▸ The task
Can you return the records below verbatim, starting at the line that contains "the bird's white" and ending at the line that contains "[[794, 362]]", with both of those lines included?

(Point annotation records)
+ + + +
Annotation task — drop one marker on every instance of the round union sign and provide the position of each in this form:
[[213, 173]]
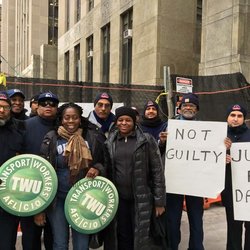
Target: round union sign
[[91, 204], [28, 185]]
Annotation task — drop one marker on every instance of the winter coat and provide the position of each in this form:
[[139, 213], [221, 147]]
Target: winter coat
[[236, 134], [148, 183], [91, 134]]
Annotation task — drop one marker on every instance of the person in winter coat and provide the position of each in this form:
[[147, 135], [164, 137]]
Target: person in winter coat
[[237, 132], [151, 122], [189, 108], [75, 150], [133, 163], [11, 144]]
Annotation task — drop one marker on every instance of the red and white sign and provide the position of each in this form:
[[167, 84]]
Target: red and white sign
[[184, 85]]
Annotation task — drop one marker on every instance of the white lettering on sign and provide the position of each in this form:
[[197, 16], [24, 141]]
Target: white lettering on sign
[[93, 205], [195, 158], [26, 185]]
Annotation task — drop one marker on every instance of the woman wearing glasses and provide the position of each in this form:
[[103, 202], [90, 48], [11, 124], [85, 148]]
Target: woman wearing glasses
[[75, 150]]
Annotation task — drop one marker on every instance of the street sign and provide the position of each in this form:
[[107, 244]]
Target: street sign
[[184, 85]]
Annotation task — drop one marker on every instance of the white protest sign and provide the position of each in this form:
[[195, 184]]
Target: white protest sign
[[240, 153], [195, 158]]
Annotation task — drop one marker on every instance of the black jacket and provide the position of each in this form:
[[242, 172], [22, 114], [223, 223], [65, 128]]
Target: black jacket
[[11, 139], [148, 182], [236, 134]]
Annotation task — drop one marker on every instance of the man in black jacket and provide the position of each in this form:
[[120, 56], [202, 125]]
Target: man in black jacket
[[11, 144], [237, 132], [36, 128]]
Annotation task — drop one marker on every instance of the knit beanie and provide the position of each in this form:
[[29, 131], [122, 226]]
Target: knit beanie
[[151, 103], [125, 111], [34, 99], [237, 107], [4, 97], [104, 95], [190, 98]]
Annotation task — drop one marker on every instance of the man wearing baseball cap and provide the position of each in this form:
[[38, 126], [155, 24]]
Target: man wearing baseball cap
[[188, 110], [34, 105], [237, 132], [17, 98], [102, 115], [11, 144]]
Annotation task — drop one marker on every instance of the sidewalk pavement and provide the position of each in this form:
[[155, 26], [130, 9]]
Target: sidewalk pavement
[[214, 230]]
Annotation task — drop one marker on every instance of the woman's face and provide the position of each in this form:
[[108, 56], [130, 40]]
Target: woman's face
[[71, 119], [125, 124]]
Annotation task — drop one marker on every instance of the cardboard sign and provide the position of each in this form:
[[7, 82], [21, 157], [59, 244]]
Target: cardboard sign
[[91, 204], [28, 185], [240, 153], [195, 158]]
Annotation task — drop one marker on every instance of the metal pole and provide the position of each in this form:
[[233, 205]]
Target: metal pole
[[169, 90]]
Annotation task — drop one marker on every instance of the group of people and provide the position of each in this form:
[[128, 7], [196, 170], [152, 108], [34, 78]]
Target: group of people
[[127, 148]]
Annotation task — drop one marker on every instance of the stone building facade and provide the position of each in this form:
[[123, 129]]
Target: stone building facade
[[27, 45], [128, 41]]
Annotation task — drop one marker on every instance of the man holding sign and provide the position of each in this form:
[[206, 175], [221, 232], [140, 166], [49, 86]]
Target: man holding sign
[[195, 158], [237, 132]]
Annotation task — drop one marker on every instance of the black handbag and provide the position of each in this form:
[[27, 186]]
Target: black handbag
[[95, 241]]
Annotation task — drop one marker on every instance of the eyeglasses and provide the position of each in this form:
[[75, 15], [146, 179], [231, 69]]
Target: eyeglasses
[[105, 105], [235, 115], [190, 105], [5, 108], [46, 103]]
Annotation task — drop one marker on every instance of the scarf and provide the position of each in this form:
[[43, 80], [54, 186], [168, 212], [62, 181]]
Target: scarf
[[76, 152]]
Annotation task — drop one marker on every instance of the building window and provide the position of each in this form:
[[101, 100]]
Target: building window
[[77, 63], [199, 12], [105, 53], [90, 59], [78, 10], [53, 22], [66, 66], [90, 4], [127, 24], [67, 14]]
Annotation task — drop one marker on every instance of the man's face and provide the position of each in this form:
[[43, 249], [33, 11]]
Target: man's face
[[235, 119], [34, 107], [47, 109], [103, 108], [151, 112], [17, 103], [125, 124], [4, 112], [188, 110]]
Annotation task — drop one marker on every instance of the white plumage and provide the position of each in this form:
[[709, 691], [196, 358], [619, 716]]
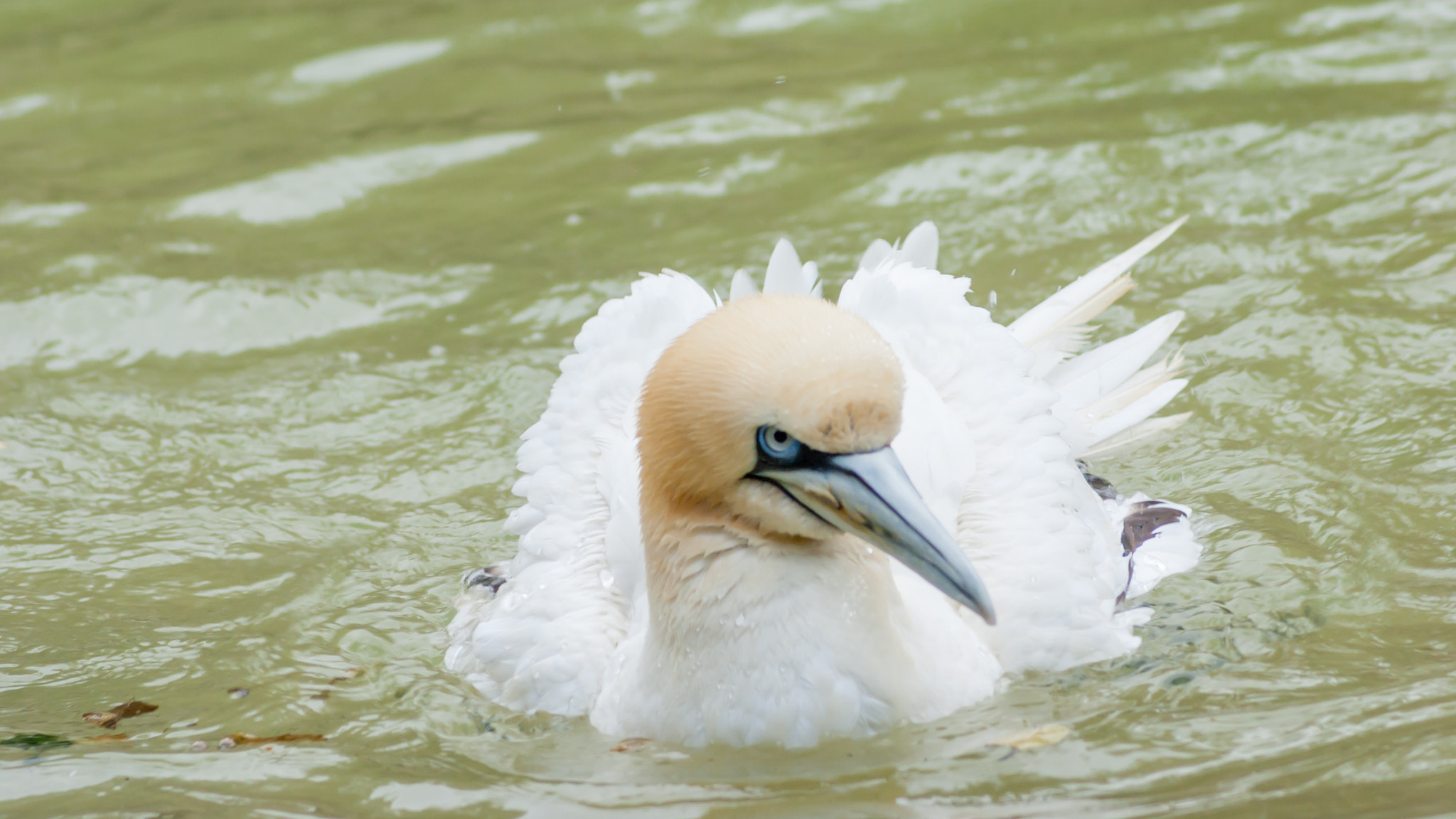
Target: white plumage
[[993, 419]]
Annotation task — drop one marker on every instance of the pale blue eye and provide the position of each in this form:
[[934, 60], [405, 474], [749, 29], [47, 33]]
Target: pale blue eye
[[778, 445]]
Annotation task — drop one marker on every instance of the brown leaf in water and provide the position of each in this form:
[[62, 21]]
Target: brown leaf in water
[[1032, 739], [109, 719], [254, 739]]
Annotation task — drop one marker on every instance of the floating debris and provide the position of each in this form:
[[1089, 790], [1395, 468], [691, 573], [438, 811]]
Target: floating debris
[[1032, 739], [109, 719], [36, 741]]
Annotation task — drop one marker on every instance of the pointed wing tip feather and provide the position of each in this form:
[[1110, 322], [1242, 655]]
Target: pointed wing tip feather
[[922, 245]]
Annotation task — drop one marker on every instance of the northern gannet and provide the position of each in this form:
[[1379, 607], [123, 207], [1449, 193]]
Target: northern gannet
[[779, 519]]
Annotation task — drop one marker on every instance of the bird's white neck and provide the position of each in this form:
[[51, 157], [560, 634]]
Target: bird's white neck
[[753, 640]]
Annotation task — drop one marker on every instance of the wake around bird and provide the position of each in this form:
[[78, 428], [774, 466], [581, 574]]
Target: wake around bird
[[776, 519]]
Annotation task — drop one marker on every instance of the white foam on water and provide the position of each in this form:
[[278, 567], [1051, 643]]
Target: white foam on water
[[775, 119], [40, 215], [358, 63], [129, 316], [22, 105], [326, 186]]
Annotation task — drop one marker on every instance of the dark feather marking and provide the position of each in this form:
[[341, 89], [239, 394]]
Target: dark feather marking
[[1101, 486], [1143, 520], [490, 576], [1139, 525]]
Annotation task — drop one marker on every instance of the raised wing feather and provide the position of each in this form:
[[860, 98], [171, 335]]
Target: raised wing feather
[[1024, 515], [545, 640]]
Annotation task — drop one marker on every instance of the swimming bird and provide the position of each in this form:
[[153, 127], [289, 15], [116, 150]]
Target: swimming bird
[[779, 519]]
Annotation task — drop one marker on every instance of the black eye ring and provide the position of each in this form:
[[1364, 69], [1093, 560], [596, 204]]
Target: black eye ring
[[778, 446]]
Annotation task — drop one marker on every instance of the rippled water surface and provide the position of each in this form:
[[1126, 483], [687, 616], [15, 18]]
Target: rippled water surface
[[284, 282]]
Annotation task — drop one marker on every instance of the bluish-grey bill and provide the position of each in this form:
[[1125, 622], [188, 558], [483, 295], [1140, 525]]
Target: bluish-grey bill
[[869, 494]]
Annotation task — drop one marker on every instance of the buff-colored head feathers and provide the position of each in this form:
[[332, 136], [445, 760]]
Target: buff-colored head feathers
[[794, 362]]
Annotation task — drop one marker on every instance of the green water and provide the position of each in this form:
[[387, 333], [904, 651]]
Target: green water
[[269, 328]]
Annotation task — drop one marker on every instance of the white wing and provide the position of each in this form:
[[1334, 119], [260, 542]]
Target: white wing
[[547, 640], [1106, 398], [995, 444]]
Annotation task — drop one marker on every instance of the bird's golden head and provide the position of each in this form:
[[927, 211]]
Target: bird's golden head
[[778, 366]]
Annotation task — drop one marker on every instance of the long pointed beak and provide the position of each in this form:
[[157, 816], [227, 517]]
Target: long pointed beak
[[869, 494]]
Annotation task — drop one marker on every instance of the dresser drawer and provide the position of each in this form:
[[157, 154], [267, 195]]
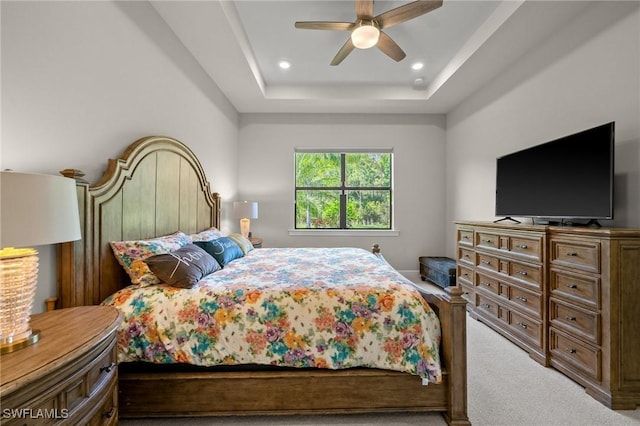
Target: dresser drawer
[[527, 301], [107, 414], [527, 328], [490, 263], [488, 240], [583, 255], [582, 289], [465, 237], [527, 247], [487, 283], [491, 308], [468, 292], [569, 350], [465, 275], [466, 255], [574, 320], [529, 274]]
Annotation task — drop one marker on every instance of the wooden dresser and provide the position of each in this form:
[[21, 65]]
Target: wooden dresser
[[568, 296], [69, 376]]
+ + + +
▸ Solution below
Annotation task — drop one marker on every instance of the bird's white neck and provide the position of each in this form:
[[51, 157], [560, 634]]
Target: bird's white neck
[[753, 640]]
Annotation task — drop one marker on every instance of the wake around bird and provide the position of each in this form:
[[78, 428], [774, 466], [581, 574]]
Target: wake around bird
[[776, 519]]
Annotation task — drop one marker on every instance of the white foam on water and provide the position of each in this form:
[[278, 567], [1051, 643]]
Target: white foam on water
[[775, 119], [40, 215], [358, 63], [129, 316], [22, 105], [326, 186]]
Annotation task — drop one marker on every instance of the dark feather marking and provide the position of each in this form:
[[341, 89], [239, 394]]
Target: dark feather marking
[[1101, 486], [1143, 520], [490, 576], [1139, 525]]
Annotation task — drop one marker on every instance of the raised wing feather and provide the position of each in this form:
[[860, 98], [171, 335]]
Target: raised wing feather
[[1024, 515], [545, 640]]
Annotation task — drop one marker on every instance of the swimming bird and provide the position of each in this form:
[[153, 127], [289, 15], [116, 150]]
Target: swimming bird
[[779, 519]]
Annotation task — drop one marker on every instance of the black eye ring and provide the position of each in this form:
[[1364, 69], [1093, 560], [596, 204]]
Target: black eye ring
[[778, 446]]
Annotation task — drop one marker on every instance of the rippled water surface and provide the position of each in this form:
[[1126, 483], [687, 616], [15, 18]]
Target: rippled water surface
[[284, 282]]
Annotation task — drop one marker on every instance of the bluish-grey bill and provide the position of each in this form:
[[1125, 622], [188, 558], [483, 295], [1140, 525]]
Target: bluish-grey bill
[[869, 494]]
Annotation task — drop one marker on every instance of the buff-colored head feathers and provide the position of each in this form:
[[332, 136], [445, 760]]
Target: buff-colored head feathers
[[794, 362]]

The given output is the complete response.